This week, my article is dedicated to my book My Solo Wedding in Santorini.
I'm still looking for an agent and a publisher, but if there are two qualities that are rooted in me, they are determination and persistence.

All the decisions, actions I take, no matter how difficult or how long it takes, I always go to the end with conviction and confidence.

And while waiting to be able to make you fully enjoy this book, testimonial of my unusual wedding, all the details and especially the reason for my decision, the Book page (at the top) has been updated 😊.

You’ll find all the excerpts I’ve already shared with you, in previous articles as well as videos.
And of course, the reason for this literary adventure: Why a book?

Most of all, I wanted to thank you for all the love and support you’re giving me on this crazy adventure. You’re the ones who prevent me from giving up, I’m infinitely grateful...

And to show my affection, I decided to share one of the most important chapters of my book.

My story gives some hope & courage. As for the moral, I let you discover it below (entire chapter).

(For your understanding of the excerpt, know that my ex-fiancé is called E)
 
 
Enjoy,
​
Have a fantastic week!
 
Love & Joy,
L.

My Solo Wedding in Santorini or How I Saved My Life
by Laëtitia Nguyen

Chapter: Moral
"Our greatest glory is not in never falling, but in rising every time we fall." -Confucius

I am often asked how I felt on the wedding day, and if I thought of E, if I had regrets or sorrow. Yes, I thought of him when I got up that morning, I thought that he had made the mistake of his life. I felt deeply lonely at that moment, but absolutely convinced that marrying myself was the right thing to do.
 
Planning a wedding is extremely enjoyable, even if stressful because we want to do our best and satisfy everyone. Being able to project myself into a happy and hopeful event, this is what helped me to cope for three months. All these beautiful services reserved, this extraordinary place, my outfit with so many wonderful accessories, this was what made me get up every morning.
 
“How are you staying positive?”
“I have no other choice ...”
 
Having a purpose is fundamental after a breakup, especially do not give yourself time to feel sorry for yourself, it does not prevent pain or tears, but it helps not to collapse. Some people take refuge in work, I preferred to focus on myself only. My personal life had just crumbled, I had decided to devote fully to myself for the rest of the year. I was going to put my energy to the benefit of my quest for happiness, all those things that I wanted to accomplish and that I kept postponing. Taking time for me, thinking about what I really expected from life, what would make me happy again, the things I was dreaming of, but also what I would like to do in the near future and more distant, either personally or professionally. Above all, listening to my heart and asking what it wanted, taking time for my feelings, letting my emotions express themselves. Then, to this year I added twelve more months, and a few more ...

*Extracted material*

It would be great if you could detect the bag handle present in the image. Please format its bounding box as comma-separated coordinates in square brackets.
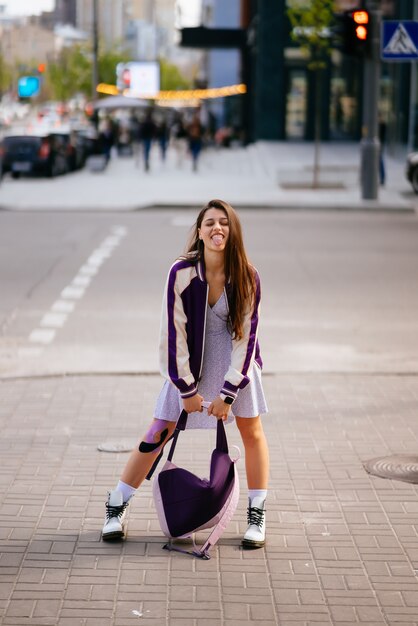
--
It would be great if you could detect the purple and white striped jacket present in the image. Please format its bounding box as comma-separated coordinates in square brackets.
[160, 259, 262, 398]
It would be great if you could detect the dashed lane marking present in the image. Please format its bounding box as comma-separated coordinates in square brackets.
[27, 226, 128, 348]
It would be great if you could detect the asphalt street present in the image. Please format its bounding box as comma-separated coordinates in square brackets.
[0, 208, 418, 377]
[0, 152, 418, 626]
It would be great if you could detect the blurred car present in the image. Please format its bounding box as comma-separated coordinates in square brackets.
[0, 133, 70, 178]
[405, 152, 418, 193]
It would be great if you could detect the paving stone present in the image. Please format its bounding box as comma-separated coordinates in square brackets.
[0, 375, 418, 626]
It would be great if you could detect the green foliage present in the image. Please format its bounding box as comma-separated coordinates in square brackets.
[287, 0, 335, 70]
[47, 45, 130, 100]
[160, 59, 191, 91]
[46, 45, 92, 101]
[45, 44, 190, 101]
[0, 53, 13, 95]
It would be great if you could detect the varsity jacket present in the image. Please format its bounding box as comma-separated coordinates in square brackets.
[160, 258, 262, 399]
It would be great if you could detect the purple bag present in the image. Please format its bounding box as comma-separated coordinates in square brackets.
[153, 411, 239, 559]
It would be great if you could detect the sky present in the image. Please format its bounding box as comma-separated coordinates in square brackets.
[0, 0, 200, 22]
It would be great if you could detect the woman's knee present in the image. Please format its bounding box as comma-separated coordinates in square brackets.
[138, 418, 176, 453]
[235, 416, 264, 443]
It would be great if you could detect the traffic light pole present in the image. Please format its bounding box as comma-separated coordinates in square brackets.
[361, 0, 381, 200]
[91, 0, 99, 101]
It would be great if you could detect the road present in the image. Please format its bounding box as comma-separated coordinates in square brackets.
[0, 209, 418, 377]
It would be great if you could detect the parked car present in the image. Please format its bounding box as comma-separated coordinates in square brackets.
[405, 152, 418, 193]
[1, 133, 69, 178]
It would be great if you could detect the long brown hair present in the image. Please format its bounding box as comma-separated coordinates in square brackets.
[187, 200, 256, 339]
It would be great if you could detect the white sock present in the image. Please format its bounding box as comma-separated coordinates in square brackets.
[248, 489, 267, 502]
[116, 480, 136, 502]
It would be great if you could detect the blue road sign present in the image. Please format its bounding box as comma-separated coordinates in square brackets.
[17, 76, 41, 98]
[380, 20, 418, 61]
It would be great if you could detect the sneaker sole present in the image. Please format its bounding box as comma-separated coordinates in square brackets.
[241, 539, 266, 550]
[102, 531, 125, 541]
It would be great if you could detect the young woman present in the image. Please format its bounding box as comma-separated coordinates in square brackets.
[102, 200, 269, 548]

*Exercise instructions*
1 > Quote the post about the Santorini solo wedding word for word, starting with "All the decisions, actions" and going on through "of my book.".
2 > According to the post about the Santorini solo wedding, for how long did planning the wedding help the writer cope?

*List of solutions*
1 >
All the decisions, actions I take, no matter how difficult or how long it takes, I always go to the end with conviction and confidence.

And while waiting to be able to make you fully enjoy this book, testimonial of my unusual wedding, all the details and especially the reason for my decision, the Book page (at the top) has been updated 😊.

You’ll find all the excerpts I’ve already shared with you, in previous articles as well as videos.
And of course, the reason for this literary adventure: Why a book?

Most of all, I wanted to thank you for all the love and support you’re giving me on this crazy adventure. You’re the ones who prevent me from giving up, I’m infinitely grateful...

And to show my affection, I decided to share one of the most important chapters of my book.

2 > Three months.